Exercise goal: Print the entire listing below word for word, excluding its pictures.

+++++

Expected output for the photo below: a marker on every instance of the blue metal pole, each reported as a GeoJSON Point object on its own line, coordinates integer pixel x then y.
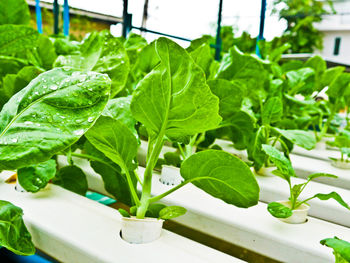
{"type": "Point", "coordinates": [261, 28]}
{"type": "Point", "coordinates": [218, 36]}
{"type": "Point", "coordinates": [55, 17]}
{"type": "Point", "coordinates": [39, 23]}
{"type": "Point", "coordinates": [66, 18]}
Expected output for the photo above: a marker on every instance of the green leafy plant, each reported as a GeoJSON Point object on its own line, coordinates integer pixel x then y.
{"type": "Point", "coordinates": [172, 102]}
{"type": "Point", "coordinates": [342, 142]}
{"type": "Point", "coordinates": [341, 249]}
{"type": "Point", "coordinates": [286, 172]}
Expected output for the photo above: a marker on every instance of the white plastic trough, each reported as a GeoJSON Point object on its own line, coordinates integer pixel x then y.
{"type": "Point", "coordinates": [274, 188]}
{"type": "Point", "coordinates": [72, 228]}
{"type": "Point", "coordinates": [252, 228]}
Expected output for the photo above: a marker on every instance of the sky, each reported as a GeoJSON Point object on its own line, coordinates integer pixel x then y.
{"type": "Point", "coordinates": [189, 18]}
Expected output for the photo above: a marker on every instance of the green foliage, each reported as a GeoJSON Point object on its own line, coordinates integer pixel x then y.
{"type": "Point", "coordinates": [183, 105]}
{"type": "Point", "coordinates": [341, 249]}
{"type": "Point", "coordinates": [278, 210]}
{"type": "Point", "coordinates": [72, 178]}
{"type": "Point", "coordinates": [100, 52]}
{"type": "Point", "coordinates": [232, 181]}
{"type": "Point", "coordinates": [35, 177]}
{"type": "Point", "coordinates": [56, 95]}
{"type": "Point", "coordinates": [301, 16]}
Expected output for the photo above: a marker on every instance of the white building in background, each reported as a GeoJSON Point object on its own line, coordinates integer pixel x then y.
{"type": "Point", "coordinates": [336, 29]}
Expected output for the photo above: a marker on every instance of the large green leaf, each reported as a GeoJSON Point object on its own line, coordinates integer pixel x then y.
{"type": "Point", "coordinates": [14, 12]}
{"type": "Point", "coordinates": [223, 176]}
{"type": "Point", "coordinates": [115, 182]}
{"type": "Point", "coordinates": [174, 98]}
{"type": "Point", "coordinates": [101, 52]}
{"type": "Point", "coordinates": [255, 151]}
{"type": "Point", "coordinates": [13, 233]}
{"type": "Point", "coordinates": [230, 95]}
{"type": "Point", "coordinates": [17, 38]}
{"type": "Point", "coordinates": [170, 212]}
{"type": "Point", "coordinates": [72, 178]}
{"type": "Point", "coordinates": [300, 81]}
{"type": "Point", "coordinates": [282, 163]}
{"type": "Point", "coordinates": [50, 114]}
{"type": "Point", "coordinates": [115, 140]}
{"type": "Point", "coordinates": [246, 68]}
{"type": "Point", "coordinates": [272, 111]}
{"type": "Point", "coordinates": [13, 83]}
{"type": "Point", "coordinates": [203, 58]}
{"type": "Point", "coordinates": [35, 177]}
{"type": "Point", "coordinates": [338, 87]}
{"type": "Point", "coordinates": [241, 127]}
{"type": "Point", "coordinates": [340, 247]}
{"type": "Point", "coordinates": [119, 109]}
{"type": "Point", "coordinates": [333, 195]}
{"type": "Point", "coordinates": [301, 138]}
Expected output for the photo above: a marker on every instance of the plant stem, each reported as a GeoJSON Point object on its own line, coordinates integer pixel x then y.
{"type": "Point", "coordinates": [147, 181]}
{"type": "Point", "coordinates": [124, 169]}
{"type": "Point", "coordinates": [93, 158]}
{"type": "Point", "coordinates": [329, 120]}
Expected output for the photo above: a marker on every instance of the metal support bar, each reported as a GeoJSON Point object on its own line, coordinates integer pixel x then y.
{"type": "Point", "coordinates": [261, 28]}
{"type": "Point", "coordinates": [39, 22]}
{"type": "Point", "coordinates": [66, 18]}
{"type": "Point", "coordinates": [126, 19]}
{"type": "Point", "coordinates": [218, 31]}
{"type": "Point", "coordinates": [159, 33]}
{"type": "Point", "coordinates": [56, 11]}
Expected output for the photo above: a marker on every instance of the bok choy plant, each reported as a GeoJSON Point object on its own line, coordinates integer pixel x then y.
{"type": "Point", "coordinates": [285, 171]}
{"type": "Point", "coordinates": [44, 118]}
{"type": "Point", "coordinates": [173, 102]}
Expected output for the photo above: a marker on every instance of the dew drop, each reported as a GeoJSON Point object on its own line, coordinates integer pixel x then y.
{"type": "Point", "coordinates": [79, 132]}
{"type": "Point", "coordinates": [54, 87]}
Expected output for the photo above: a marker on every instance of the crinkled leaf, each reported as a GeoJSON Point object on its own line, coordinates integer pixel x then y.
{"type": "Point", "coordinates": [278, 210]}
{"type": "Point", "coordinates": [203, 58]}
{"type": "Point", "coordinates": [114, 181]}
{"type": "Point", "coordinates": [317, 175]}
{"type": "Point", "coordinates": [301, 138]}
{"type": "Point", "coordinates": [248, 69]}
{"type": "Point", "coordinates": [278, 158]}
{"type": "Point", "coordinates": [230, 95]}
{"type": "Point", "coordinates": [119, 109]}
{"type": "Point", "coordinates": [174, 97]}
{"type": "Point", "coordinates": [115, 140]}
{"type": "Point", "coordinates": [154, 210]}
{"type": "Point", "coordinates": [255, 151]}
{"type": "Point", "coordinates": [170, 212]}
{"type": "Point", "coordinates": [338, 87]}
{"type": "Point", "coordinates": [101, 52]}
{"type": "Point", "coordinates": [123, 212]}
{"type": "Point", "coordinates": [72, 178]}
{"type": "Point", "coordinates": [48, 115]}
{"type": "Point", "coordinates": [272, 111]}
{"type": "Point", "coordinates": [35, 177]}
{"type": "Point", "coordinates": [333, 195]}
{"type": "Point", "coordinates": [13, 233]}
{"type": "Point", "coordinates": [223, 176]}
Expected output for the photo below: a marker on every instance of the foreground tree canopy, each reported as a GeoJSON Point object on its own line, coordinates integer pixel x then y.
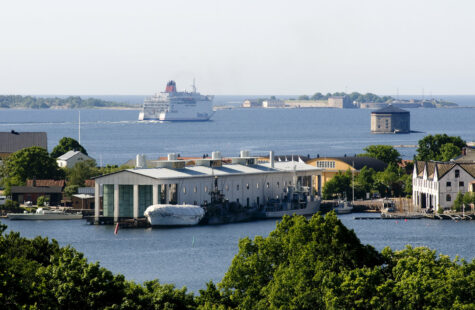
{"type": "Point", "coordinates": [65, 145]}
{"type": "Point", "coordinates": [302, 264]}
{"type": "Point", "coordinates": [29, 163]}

+++++

Response to the task:
Expected output for the photo below: a marker on every instance of the blue metal pole, each reported as a GeoJSON Point object on its own line, coordinates integer pixel x then y.
{"type": "Point", "coordinates": [261, 28]}
{"type": "Point", "coordinates": [218, 36]}
{"type": "Point", "coordinates": [55, 17]}
{"type": "Point", "coordinates": [39, 23]}
{"type": "Point", "coordinates": [66, 18]}
Expected output for the photo above: a marker on every instance of the green leafy plant, each reported as a GeoJSON Point object on its own line, coordinates integer pixel x then y.
{"type": "Point", "coordinates": [172, 102]}
{"type": "Point", "coordinates": [342, 142]}
{"type": "Point", "coordinates": [341, 249]}
{"type": "Point", "coordinates": [286, 172]}
Expected output for the photo above: a marker on every instance of the white plastic trough, each reported as a GeoJSON Point object on its own line, coordinates integer pixel x then y.
{"type": "Point", "coordinates": [274, 188]}
{"type": "Point", "coordinates": [72, 228]}
{"type": "Point", "coordinates": [252, 228]}
Expected output for the photo above: a marker on every instance of the sky, each reported as a GeoJSON Point object on its own line, coordinates integer pixel x then y.
{"type": "Point", "coordinates": [189, 18]}
Expected output for the photo above: a marker on every instance of the green foliage, each reported as a GeoJSON Point object on its own line, coordinates integer pixel x then y.
{"type": "Point", "coordinates": [183, 105]}
{"type": "Point", "coordinates": [341, 249]}
{"type": "Point", "coordinates": [278, 210]}
{"type": "Point", "coordinates": [72, 178]}
{"type": "Point", "coordinates": [100, 52]}
{"type": "Point", "coordinates": [232, 181]}
{"type": "Point", "coordinates": [35, 177]}
{"type": "Point", "coordinates": [56, 95]}
{"type": "Point", "coordinates": [301, 16]}
Expected output for the photo above: a marker on every instance of the white building in background, each reported as a GeoJSON Point object on its own line, coordinates integer pixel x then y.
{"type": "Point", "coordinates": [336, 29]}
Expected output for the photo above: a marker on every instance of the large green leaf, each reported as a GeoJSON Point object on its own line, coordinates integer pixel x then y.
{"type": "Point", "coordinates": [14, 12]}
{"type": "Point", "coordinates": [223, 176]}
{"type": "Point", "coordinates": [115, 182]}
{"type": "Point", "coordinates": [174, 98]}
{"type": "Point", "coordinates": [101, 52]}
{"type": "Point", "coordinates": [255, 151]}
{"type": "Point", "coordinates": [13, 233]}
{"type": "Point", "coordinates": [230, 95]}
{"type": "Point", "coordinates": [17, 38]}
{"type": "Point", "coordinates": [170, 212]}
{"type": "Point", "coordinates": [72, 178]}
{"type": "Point", "coordinates": [300, 81]}
{"type": "Point", "coordinates": [282, 163]}
{"type": "Point", "coordinates": [50, 114]}
{"type": "Point", "coordinates": [115, 140]}
{"type": "Point", "coordinates": [246, 68]}
{"type": "Point", "coordinates": [272, 111]}
{"type": "Point", "coordinates": [13, 83]}
{"type": "Point", "coordinates": [203, 58]}
{"type": "Point", "coordinates": [35, 177]}
{"type": "Point", "coordinates": [338, 87]}
{"type": "Point", "coordinates": [241, 127]}
{"type": "Point", "coordinates": [340, 247]}
{"type": "Point", "coordinates": [119, 109]}
{"type": "Point", "coordinates": [333, 195]}
{"type": "Point", "coordinates": [301, 138]}
Expected output for the photo above: a marker on every instance of the plant stem, each reported as a GeoJSON Point object on its own line, coordinates integer pixel x then y.
{"type": "Point", "coordinates": [147, 181]}
{"type": "Point", "coordinates": [124, 169]}
{"type": "Point", "coordinates": [93, 158]}
{"type": "Point", "coordinates": [329, 120]}
Expected output for the photo above: a marker on every instance of the metal support bar, each reported as a GeoJSON Point object on its own line, coordinates integer pixel x then y.
{"type": "Point", "coordinates": [261, 28]}
{"type": "Point", "coordinates": [39, 22]}
{"type": "Point", "coordinates": [66, 18]}
{"type": "Point", "coordinates": [126, 19]}
{"type": "Point", "coordinates": [218, 31]}
{"type": "Point", "coordinates": [159, 33]}
{"type": "Point", "coordinates": [56, 11]}
Expected output for the photo above: a marker on every instance of the bok choy plant, each reported as a GeoJSON Point object on its own line, coordinates integer pixel x then y.
{"type": "Point", "coordinates": [285, 171]}
{"type": "Point", "coordinates": [44, 118]}
{"type": "Point", "coordinates": [173, 102]}
Expected output for the photo above: a marker on every instance of the dew drop, each reported as a GeoJSON Point object on its own line, coordinates integer pixel x then y.
{"type": "Point", "coordinates": [79, 132]}
{"type": "Point", "coordinates": [54, 87]}
Expected output for the photo above: a marker on every instance of the crinkled leaf, each reported as a GeoJSON Point object on its own line, coordinates integer pixel x then y.
{"type": "Point", "coordinates": [278, 210]}
{"type": "Point", "coordinates": [203, 58]}
{"type": "Point", "coordinates": [114, 181]}
{"type": "Point", "coordinates": [317, 175]}
{"type": "Point", "coordinates": [301, 138]}
{"type": "Point", "coordinates": [248, 69]}
{"type": "Point", "coordinates": [278, 158]}
{"type": "Point", "coordinates": [230, 95]}
{"type": "Point", "coordinates": [119, 109]}
{"type": "Point", "coordinates": [174, 97]}
{"type": "Point", "coordinates": [115, 140]}
{"type": "Point", "coordinates": [154, 210]}
{"type": "Point", "coordinates": [255, 151]}
{"type": "Point", "coordinates": [170, 212]}
{"type": "Point", "coordinates": [338, 87]}
{"type": "Point", "coordinates": [101, 52]}
{"type": "Point", "coordinates": [123, 212]}
{"type": "Point", "coordinates": [72, 178]}
{"type": "Point", "coordinates": [48, 115]}
{"type": "Point", "coordinates": [272, 111]}
{"type": "Point", "coordinates": [35, 177]}
{"type": "Point", "coordinates": [333, 195]}
{"type": "Point", "coordinates": [13, 233]}
{"type": "Point", "coordinates": [223, 176]}
Expected output for the photo below: a marker on every instance of the foreground tree canopy, each reported as a GeoJSON Point object on its own line, coordinates integer pixel x then y.
{"type": "Point", "coordinates": [65, 145]}
{"type": "Point", "coordinates": [302, 264]}
{"type": "Point", "coordinates": [29, 163]}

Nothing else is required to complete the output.